▶ Aim:
Beginning with the line where "target: stone wall" appears, repeat every remaining line of the entries exactly, the last line included.

········

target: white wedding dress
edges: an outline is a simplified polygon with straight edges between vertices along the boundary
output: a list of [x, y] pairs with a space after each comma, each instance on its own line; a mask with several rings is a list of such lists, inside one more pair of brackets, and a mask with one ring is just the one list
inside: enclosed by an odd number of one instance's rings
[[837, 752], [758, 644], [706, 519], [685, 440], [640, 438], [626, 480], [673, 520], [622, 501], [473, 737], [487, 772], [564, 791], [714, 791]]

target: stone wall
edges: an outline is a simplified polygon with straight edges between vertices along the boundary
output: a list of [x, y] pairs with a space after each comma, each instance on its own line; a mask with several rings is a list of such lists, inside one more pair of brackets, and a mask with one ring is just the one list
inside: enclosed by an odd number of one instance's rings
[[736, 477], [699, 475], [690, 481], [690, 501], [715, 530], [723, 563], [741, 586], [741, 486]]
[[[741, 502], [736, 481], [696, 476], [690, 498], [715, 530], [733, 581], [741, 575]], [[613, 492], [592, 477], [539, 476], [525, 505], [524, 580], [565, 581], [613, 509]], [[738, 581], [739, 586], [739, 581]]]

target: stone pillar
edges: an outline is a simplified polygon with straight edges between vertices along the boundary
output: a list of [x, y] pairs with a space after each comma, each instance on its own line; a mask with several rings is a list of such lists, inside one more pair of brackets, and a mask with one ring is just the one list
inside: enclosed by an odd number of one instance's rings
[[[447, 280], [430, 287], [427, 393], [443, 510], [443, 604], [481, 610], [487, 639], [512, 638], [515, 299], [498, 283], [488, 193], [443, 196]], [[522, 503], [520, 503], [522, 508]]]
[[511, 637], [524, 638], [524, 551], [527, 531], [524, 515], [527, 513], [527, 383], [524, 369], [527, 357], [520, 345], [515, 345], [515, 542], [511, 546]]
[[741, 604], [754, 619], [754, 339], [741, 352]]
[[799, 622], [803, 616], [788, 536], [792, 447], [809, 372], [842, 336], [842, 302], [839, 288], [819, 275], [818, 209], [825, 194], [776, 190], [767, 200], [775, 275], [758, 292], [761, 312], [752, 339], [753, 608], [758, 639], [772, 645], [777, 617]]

········

▶ Task response:
target: stone wall
edges: an outline is a simplified polygon with straight edges between vertices along the boundary
output: a list of [x, y] pairs with a space after each comma, each instance on its own line; a mask with several rings is a list of such lists, inside one more pair of brackets, and a mask with one ring is just the one list
inside: enclosed by an odd number of one instance's rings
[[736, 477], [699, 475], [690, 481], [690, 501], [715, 530], [723, 563], [741, 586], [741, 486]]
[[[741, 502], [736, 481], [696, 476], [690, 498], [715, 530], [733, 581], [741, 575]], [[613, 492], [592, 477], [539, 476], [525, 505], [524, 580], [565, 581], [613, 509]], [[738, 581], [739, 586], [739, 581]]]

target: stone pillar
edges: an outline is a simplified polygon with straight edges between vertices along the boundary
output: a list of [x, y] pairs with a space after each comma, each instance on its own line; a mask with several rings is a list of such lists, inside one more pair of brackets, and a mask with one ring is just the one list
inside: enclosed by an odd number of one instance's rings
[[[447, 280], [430, 287], [427, 393], [443, 510], [443, 604], [481, 610], [487, 639], [512, 638], [515, 299], [498, 283], [488, 193], [443, 196]], [[522, 503], [520, 503], [522, 508]]]
[[511, 637], [524, 638], [524, 551], [527, 531], [524, 515], [527, 513], [527, 383], [524, 369], [527, 357], [520, 345], [515, 345], [515, 542], [511, 546]]
[[741, 604], [754, 619], [754, 339], [741, 352]]
[[799, 622], [803, 616], [788, 536], [792, 447], [809, 372], [842, 336], [842, 302], [839, 288], [819, 275], [818, 209], [825, 194], [776, 190], [767, 200], [775, 275], [758, 292], [761, 312], [752, 339], [753, 608], [758, 639], [772, 645], [777, 617]]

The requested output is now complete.